Data excerpts

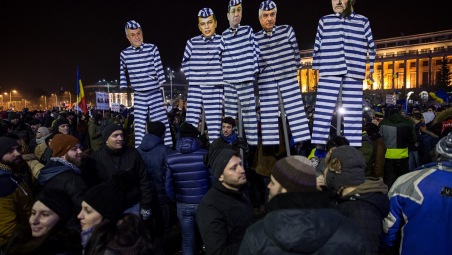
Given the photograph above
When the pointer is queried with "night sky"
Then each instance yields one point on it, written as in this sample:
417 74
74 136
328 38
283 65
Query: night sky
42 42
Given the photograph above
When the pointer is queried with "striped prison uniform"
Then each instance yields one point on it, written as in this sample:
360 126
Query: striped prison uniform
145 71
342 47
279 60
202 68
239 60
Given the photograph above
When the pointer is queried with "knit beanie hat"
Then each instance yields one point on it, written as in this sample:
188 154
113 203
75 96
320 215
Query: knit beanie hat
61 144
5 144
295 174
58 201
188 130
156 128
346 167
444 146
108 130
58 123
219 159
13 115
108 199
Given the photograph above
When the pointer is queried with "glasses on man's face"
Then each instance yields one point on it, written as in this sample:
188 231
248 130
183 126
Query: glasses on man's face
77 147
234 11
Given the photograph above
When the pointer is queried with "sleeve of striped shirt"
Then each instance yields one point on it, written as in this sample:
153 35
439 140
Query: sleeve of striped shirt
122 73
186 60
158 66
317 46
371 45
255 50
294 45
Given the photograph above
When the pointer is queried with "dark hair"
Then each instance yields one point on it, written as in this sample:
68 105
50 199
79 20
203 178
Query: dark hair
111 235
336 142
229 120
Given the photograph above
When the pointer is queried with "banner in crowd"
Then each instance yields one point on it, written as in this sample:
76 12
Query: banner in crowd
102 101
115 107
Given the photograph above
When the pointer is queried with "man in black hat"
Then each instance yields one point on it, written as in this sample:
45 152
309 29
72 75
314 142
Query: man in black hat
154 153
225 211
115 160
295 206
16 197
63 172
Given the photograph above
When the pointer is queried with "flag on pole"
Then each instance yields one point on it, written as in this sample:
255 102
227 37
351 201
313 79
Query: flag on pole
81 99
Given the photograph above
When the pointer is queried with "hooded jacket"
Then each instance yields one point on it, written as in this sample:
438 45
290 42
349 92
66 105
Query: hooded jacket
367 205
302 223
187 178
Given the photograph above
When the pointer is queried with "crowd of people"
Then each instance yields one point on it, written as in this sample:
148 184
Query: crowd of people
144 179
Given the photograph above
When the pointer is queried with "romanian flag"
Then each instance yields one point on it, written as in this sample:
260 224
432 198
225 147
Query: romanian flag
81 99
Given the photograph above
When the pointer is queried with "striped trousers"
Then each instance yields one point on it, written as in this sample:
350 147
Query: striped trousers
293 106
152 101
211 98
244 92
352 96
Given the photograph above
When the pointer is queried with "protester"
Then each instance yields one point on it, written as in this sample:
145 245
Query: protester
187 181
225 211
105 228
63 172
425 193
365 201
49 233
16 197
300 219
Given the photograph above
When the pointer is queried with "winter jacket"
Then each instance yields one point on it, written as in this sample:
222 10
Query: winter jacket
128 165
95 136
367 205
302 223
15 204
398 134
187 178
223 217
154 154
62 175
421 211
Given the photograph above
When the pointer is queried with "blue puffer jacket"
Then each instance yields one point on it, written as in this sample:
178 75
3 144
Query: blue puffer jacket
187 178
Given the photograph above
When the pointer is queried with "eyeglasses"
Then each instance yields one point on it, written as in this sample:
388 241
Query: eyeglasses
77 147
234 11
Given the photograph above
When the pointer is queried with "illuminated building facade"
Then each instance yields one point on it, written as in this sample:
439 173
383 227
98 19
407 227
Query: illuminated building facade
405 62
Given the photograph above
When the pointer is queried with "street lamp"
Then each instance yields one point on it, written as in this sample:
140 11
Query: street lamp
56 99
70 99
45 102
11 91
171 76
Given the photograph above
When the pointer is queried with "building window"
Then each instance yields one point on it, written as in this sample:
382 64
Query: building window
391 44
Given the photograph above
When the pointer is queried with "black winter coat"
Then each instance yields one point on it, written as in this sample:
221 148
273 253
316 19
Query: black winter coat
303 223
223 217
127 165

...

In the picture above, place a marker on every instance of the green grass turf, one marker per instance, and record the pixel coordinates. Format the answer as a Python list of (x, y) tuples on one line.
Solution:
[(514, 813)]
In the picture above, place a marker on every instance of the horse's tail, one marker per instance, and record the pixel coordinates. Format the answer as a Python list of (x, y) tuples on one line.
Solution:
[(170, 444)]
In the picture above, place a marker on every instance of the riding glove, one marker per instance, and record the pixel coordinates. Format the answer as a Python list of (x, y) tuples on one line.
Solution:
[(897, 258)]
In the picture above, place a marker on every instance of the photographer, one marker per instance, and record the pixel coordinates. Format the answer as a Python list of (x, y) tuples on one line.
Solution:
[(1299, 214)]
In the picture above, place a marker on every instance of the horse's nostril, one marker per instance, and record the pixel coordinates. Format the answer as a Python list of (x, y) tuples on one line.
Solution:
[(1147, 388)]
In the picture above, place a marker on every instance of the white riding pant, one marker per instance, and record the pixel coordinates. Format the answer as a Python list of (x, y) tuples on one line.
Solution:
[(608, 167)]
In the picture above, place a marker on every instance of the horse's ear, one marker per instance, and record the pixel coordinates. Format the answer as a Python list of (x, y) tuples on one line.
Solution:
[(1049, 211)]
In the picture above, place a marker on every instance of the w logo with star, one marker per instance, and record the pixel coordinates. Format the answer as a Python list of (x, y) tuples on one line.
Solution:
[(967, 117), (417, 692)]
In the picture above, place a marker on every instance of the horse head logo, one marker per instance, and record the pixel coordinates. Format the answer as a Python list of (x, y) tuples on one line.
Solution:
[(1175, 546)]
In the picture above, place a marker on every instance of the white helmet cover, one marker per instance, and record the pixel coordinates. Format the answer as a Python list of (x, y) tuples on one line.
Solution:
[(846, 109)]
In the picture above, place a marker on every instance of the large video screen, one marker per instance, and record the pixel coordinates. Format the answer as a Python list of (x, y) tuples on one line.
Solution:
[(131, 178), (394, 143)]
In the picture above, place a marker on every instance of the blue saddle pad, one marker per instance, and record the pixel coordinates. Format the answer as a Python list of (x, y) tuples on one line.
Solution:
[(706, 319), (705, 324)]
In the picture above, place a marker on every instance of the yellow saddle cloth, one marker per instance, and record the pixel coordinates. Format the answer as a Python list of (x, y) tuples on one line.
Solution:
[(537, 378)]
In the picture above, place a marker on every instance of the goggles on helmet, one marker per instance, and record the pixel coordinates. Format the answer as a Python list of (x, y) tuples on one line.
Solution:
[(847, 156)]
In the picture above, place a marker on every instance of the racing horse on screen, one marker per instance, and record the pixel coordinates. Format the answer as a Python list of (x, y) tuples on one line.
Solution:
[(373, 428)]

--

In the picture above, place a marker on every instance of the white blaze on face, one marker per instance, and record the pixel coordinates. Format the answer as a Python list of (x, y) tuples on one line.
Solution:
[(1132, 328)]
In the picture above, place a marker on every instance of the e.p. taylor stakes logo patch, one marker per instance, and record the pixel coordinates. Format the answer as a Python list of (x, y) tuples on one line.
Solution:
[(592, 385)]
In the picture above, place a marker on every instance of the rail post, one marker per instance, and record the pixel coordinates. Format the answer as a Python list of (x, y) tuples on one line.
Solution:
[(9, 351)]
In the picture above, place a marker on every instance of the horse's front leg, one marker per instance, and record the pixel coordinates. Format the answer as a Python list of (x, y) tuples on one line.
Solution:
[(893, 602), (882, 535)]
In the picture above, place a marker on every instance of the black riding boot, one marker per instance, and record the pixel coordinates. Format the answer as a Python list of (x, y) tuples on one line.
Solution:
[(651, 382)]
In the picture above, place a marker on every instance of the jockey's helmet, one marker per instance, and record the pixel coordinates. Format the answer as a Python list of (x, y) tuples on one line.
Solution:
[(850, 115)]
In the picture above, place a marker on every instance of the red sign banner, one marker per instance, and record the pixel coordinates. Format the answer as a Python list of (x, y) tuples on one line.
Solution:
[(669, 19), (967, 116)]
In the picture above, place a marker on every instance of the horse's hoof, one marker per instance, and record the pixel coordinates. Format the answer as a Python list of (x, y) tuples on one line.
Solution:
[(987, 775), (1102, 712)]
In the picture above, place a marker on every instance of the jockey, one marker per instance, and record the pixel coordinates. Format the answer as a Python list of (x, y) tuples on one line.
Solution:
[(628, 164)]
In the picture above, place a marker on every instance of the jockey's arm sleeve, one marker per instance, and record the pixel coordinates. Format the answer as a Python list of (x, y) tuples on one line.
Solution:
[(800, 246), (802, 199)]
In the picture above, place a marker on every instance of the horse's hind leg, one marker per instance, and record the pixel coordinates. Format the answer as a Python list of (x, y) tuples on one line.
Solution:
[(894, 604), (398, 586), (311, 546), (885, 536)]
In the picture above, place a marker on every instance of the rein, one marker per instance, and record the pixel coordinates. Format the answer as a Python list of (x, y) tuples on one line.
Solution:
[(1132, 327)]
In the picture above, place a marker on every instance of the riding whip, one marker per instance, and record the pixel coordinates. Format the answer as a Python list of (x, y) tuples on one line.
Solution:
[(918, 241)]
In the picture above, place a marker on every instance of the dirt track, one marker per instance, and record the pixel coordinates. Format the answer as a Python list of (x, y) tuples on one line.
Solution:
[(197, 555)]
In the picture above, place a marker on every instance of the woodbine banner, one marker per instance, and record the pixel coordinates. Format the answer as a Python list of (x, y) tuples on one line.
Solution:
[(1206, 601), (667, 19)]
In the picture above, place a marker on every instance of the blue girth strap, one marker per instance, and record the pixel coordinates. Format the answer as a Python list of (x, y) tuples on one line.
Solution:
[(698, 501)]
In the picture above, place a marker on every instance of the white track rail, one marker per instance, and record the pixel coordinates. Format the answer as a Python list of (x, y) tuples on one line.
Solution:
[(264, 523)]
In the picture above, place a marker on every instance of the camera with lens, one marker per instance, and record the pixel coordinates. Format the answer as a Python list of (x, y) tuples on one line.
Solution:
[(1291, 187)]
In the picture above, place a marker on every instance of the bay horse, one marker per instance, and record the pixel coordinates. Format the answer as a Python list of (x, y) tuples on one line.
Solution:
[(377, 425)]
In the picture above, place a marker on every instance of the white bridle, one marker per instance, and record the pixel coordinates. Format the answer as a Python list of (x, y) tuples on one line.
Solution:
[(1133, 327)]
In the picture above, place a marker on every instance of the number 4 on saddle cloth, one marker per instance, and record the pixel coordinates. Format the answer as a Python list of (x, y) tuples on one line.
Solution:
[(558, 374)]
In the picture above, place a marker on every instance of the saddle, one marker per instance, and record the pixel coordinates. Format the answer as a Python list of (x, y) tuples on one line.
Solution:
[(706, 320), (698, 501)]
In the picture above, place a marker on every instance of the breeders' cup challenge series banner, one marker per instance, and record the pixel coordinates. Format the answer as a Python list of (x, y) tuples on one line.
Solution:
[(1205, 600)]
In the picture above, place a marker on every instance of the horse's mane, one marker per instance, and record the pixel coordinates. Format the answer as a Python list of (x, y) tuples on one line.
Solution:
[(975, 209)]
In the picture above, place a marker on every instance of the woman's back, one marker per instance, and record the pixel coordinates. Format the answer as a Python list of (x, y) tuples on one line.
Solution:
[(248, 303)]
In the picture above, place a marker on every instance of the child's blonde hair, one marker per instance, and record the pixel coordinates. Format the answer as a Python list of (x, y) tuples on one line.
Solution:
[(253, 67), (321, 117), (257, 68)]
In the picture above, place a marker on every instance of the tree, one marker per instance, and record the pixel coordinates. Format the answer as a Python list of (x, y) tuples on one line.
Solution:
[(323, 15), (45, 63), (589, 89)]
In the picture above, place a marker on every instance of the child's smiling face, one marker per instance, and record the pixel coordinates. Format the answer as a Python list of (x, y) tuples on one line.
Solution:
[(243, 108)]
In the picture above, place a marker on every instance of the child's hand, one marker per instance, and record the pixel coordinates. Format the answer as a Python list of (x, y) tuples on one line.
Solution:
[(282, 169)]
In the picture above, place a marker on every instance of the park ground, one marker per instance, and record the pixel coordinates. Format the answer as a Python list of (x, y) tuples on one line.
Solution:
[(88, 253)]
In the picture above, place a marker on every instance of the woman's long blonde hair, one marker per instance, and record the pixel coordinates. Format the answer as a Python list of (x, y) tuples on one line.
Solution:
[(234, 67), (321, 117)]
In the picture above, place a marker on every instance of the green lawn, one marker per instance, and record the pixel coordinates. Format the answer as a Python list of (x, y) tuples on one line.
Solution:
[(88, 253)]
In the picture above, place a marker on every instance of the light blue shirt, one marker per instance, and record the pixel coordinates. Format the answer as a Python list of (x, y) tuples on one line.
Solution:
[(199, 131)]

Exercise aim: From the entries, report every line in which the string "screen" occurs.

Answer area:
In the picture above, place a marker on every instance of the large video screen, one marker per instance, and record the pixel coordinates. Format the answer as a Python list of (x, y) tuples on one line.
In the picture above, place a marker on every instance of the racing horse on screen, one marker per instance, and record the pixel coordinates. Format the answer as a Python list of (x, y) tuples on one line.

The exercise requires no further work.